- **TEXT**
■ ■ ■ ■ ■

Skip to content

Sync, Async, and Batch API Flow

Run the MicroSim Fullscreen

About This MicroSim

Three sequence diagrams showing the full request lifecycle for synchronous, asynchronous, and batch LLM API modes. Each one annotates latency expectation and cost multiplier so a learner can match a workload to the right mode at a glance. The right-hand panel updates with practical "when to use / avoid" guidance as you switch modes.

How to Use

  1. Read the sync diagram first. Note the blocking pattern: client waits for vendor.
  2. Switch to async. Notice the client thread is freed and a webhook (or poll) provides the completion signal.
  3. Switch to batch. Notice the JSONL upload/download and the 0.5× cost annotation.
  4. For each of the practice scenarios below, decide which mode to recommend, then confirm against the right-panel guidance.

Bloom Level

Evaluate (L5) — recommend the appropriate API mode (synchronous, asynchronous, or batch) for a given workload based on latency requirements and cost targets.

■ ■ ■ ■ ■

- **RECORD EXTRACTS**
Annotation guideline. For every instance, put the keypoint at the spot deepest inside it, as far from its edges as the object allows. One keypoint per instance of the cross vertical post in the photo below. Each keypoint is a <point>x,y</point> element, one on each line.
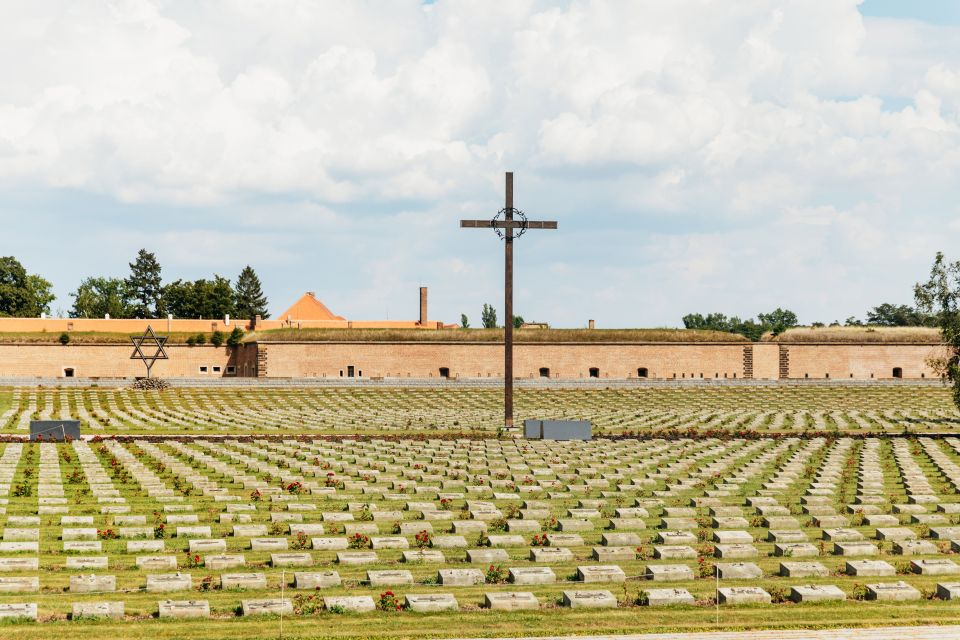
<point>504,224</point>
<point>508,305</point>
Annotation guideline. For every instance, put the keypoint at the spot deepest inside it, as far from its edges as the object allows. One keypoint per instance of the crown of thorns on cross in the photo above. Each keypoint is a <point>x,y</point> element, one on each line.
<point>149,340</point>
<point>518,217</point>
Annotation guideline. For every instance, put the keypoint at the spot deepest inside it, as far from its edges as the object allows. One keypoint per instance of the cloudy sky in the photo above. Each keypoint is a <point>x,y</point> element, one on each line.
<point>699,155</point>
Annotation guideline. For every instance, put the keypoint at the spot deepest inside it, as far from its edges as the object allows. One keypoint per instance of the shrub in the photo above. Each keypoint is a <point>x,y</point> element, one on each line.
<point>300,541</point>
<point>496,574</point>
<point>777,594</point>
<point>422,539</point>
<point>388,601</point>
<point>358,541</point>
<point>235,337</point>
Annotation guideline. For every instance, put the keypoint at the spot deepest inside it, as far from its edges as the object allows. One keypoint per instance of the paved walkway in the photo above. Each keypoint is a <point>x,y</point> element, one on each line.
<point>882,633</point>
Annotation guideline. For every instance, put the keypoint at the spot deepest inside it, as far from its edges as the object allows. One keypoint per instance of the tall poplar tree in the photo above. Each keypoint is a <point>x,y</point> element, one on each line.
<point>249,299</point>
<point>144,286</point>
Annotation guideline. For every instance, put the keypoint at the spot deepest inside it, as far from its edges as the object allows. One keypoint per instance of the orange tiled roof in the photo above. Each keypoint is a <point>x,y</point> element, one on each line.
<point>309,308</point>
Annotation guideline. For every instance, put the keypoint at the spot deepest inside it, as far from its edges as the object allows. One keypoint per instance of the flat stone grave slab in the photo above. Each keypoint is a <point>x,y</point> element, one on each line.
<point>184,608</point>
<point>161,582</point>
<point>802,570</point>
<point>531,575</point>
<point>816,593</point>
<point>19,564</point>
<point>329,544</point>
<point>243,581</point>
<point>601,573</point>
<point>786,536</point>
<point>88,563</point>
<point>735,551</point>
<point>842,535</point>
<point>431,602</point>
<point>356,557</point>
<point>460,577</point>
<point>487,556</point>
<point>738,570</point>
<point>268,544</point>
<point>266,606</point>
<point>855,549</point>
<point>667,597</point>
<point>302,559</point>
<point>97,610</point>
<point>948,590</point>
<point>209,545</point>
<point>742,595</point>
<point>551,554</point>
<point>22,584</point>
<point>895,533</point>
<point>448,542</point>
<point>510,601</point>
<point>936,567</point>
<point>669,572</point>
<point>673,552</point>
<point>389,578</point>
<point>868,568</point>
<point>349,603</point>
<point>91,583</point>
<point>915,548</point>
<point>795,549</point>
<point>224,561</point>
<point>316,579</point>
<point>584,599</point>
<point>19,610</point>
<point>892,591</point>
<point>156,563</point>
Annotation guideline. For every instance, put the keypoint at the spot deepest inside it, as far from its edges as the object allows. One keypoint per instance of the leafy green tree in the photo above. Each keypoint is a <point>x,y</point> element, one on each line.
<point>41,293</point>
<point>145,286</point>
<point>199,299</point>
<point>235,337</point>
<point>899,315</point>
<point>97,297</point>
<point>778,320</point>
<point>489,317</point>
<point>249,300</point>
<point>940,296</point>
<point>21,294</point>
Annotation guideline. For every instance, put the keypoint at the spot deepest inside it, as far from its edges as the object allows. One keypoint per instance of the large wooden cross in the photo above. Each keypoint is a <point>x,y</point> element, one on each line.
<point>506,223</point>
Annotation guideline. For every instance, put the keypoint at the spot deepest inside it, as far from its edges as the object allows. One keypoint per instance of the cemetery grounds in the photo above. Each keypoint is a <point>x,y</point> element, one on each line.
<point>399,512</point>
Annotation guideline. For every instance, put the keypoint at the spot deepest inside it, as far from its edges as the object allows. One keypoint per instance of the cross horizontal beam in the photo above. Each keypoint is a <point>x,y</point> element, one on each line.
<point>508,224</point>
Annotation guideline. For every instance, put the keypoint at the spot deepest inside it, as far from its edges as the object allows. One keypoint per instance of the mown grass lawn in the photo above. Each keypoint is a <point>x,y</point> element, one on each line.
<point>487,624</point>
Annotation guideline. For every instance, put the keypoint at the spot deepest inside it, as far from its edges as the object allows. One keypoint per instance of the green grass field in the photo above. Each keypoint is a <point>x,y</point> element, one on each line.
<point>454,409</point>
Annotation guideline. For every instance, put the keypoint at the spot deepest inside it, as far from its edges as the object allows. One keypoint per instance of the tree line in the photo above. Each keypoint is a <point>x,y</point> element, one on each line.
<point>142,294</point>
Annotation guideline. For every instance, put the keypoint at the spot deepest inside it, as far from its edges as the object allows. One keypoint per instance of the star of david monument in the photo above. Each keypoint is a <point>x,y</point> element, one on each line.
<point>149,348</point>
<point>509,224</point>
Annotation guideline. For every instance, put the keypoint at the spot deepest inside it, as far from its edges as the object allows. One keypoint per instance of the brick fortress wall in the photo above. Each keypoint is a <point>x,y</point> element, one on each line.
<point>763,361</point>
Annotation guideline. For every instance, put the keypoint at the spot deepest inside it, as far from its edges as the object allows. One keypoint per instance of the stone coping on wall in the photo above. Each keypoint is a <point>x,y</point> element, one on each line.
<point>584,383</point>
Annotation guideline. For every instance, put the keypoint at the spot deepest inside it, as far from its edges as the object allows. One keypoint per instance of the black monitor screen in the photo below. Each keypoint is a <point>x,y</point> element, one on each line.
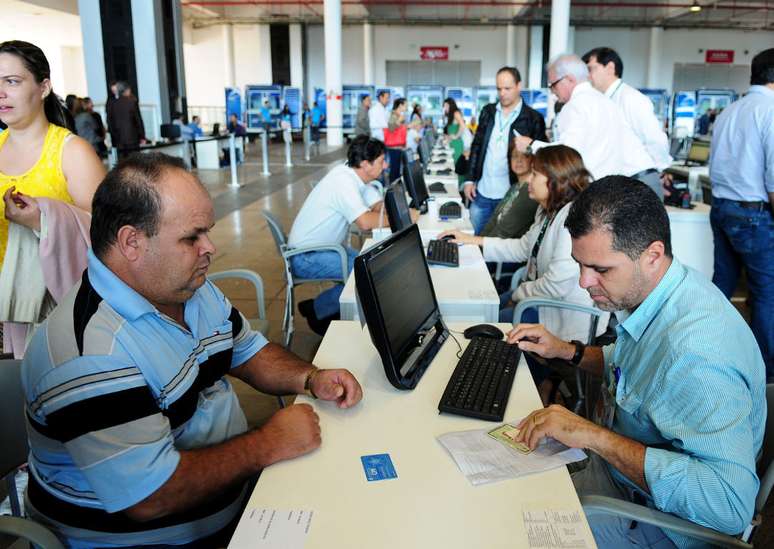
<point>404,292</point>
<point>414,183</point>
<point>396,206</point>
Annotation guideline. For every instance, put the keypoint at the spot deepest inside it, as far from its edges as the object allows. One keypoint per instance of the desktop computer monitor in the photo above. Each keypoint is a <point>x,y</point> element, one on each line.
<point>398,302</point>
<point>415,181</point>
<point>699,152</point>
<point>396,206</point>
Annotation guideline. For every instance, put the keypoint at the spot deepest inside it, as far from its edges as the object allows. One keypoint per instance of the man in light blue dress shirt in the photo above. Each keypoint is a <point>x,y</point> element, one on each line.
<point>684,384</point>
<point>742,216</point>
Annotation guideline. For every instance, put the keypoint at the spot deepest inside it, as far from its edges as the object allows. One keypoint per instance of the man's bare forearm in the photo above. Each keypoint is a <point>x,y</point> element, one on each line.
<point>204,472</point>
<point>275,371</point>
<point>625,454</point>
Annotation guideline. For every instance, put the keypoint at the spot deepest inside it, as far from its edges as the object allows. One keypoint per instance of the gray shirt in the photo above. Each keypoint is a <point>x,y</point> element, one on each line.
<point>362,126</point>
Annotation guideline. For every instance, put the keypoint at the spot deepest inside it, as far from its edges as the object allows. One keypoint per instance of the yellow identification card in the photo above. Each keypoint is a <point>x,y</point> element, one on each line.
<point>507,435</point>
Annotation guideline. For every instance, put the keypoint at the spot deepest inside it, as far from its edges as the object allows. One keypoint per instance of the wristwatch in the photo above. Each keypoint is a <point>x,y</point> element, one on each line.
<point>308,382</point>
<point>580,348</point>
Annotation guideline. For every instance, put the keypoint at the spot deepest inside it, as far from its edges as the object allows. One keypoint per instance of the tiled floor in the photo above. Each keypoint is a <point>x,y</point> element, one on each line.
<point>244,241</point>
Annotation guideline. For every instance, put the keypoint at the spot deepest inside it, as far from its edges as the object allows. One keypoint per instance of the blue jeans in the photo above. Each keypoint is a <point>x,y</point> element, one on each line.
<point>745,238</point>
<point>321,265</point>
<point>539,372</point>
<point>481,209</point>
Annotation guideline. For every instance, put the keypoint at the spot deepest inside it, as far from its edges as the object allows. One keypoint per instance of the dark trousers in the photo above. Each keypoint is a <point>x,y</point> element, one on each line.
<point>745,238</point>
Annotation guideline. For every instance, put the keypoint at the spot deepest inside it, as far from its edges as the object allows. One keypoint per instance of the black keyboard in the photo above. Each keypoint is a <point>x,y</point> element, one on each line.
<point>443,252</point>
<point>481,383</point>
<point>450,210</point>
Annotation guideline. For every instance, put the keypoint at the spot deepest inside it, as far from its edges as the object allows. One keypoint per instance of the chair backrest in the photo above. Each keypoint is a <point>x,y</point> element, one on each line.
<point>13,435</point>
<point>766,463</point>
<point>276,231</point>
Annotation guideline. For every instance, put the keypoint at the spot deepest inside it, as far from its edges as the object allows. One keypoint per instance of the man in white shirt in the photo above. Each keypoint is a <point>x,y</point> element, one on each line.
<point>594,126</point>
<point>338,200</point>
<point>378,116</point>
<point>605,71</point>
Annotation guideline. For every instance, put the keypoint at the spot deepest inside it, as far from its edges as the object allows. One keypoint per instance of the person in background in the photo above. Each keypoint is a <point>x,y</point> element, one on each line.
<point>593,125</point>
<point>378,117</point>
<point>316,120</point>
<point>395,137</point>
<point>558,177</point>
<point>195,127</point>
<point>454,128</point>
<point>40,157</point>
<point>742,215</point>
<point>235,126</point>
<point>605,72</point>
<point>335,202</point>
<point>125,121</point>
<point>86,126</point>
<point>362,126</point>
<point>489,176</point>
<point>683,399</point>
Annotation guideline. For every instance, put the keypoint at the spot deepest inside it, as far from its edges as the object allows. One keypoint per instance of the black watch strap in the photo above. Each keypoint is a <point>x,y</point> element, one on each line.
<point>580,348</point>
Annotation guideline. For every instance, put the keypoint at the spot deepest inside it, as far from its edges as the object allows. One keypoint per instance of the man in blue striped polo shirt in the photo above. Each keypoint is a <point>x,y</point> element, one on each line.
<point>136,435</point>
<point>684,385</point>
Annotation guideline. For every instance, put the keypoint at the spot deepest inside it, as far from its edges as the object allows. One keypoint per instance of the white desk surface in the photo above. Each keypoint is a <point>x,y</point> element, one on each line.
<point>430,504</point>
<point>464,293</point>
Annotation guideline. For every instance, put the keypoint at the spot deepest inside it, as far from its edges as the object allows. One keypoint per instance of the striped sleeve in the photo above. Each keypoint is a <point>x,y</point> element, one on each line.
<point>102,411</point>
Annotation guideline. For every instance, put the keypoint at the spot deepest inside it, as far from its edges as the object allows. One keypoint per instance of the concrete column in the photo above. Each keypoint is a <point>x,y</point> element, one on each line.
<point>368,54</point>
<point>510,46</point>
<point>296,57</point>
<point>332,18</point>
<point>535,56</point>
<point>93,52</point>
<point>228,54</point>
<point>560,28</point>
<point>150,64</point>
<point>521,50</point>
<point>654,56</point>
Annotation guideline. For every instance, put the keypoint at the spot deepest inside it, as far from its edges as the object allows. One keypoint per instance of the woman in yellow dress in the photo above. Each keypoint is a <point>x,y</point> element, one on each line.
<point>39,153</point>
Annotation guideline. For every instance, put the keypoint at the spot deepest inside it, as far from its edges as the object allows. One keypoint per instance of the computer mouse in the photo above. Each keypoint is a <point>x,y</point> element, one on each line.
<point>483,330</point>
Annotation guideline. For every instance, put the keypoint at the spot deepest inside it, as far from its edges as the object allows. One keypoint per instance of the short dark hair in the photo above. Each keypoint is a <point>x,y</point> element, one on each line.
<point>762,69</point>
<point>513,71</point>
<point>628,209</point>
<point>363,148</point>
<point>129,195</point>
<point>604,56</point>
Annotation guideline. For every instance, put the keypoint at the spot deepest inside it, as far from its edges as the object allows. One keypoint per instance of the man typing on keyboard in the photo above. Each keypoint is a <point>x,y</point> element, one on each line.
<point>683,386</point>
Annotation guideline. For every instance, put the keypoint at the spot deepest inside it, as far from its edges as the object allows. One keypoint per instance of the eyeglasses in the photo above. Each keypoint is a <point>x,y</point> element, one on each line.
<point>555,82</point>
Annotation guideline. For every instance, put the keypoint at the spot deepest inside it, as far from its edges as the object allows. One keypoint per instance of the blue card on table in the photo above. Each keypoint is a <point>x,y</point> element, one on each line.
<point>378,467</point>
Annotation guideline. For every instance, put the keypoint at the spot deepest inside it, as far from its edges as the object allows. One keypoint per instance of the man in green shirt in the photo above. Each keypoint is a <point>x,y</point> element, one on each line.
<point>516,211</point>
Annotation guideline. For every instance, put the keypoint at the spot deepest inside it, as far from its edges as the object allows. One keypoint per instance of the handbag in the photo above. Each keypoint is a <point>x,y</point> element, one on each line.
<point>395,138</point>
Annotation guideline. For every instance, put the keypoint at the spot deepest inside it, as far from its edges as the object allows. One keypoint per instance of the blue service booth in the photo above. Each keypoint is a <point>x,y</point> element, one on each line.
<point>430,98</point>
<point>351,96</point>
<point>255,95</point>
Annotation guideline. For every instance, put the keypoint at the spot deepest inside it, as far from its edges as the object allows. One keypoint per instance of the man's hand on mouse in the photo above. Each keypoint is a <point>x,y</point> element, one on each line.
<point>536,339</point>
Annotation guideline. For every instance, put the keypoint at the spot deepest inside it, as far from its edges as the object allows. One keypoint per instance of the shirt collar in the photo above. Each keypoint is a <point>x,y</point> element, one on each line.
<point>763,90</point>
<point>123,299</point>
<point>638,321</point>
<point>613,87</point>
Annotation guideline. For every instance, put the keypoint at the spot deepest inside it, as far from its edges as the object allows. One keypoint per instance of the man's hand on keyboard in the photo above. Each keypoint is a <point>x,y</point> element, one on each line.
<point>559,423</point>
<point>536,339</point>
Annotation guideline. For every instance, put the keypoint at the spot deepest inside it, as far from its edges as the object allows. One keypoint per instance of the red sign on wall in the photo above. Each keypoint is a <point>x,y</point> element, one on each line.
<point>434,53</point>
<point>719,56</point>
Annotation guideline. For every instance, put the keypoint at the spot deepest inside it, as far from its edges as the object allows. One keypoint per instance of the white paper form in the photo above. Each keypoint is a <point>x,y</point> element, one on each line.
<point>262,528</point>
<point>551,528</point>
<point>482,459</point>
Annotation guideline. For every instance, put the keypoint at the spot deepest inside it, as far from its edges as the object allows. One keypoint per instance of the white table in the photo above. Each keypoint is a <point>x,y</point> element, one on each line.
<point>464,293</point>
<point>430,504</point>
<point>429,223</point>
<point>692,241</point>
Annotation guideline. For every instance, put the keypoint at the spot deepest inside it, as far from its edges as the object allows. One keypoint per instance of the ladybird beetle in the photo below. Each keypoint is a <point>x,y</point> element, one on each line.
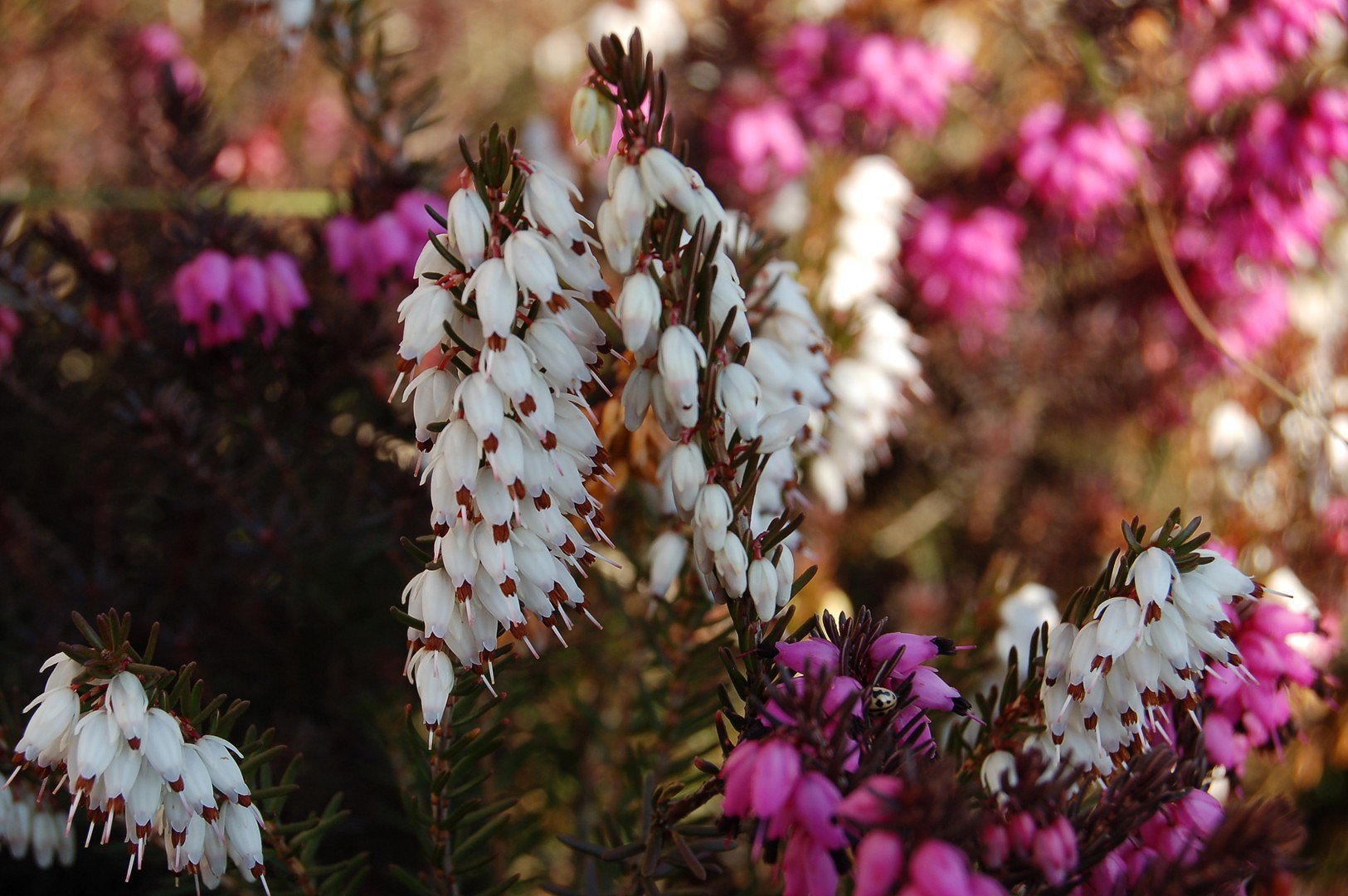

■ ■ ■ ■ ■

- **WORK ORDER 1**
According to the API flow text, what cost multiplier is annotated for batch mode?
- **WORK ORDER 2**
Reproduce the API flow text word for word from "1. Read the" to "the right-panel guidance.".

- **YOUR SOLUTION 1**
0.5×

- **YOUR SOLUTION 2**
1. Read the sync diagram first. Note the blocking pattern: client waits for vendor.
  2. Switch to async. Notice the client thread is freed and a webhook (or poll) provides the completion signal.
  3. Switch to batch. Notice the JSONL upload/download and the 0.5× cost annotation.
  4. For each of the practice scenarios below, decide which mode to recommend, then confirm against the right-panel guidance.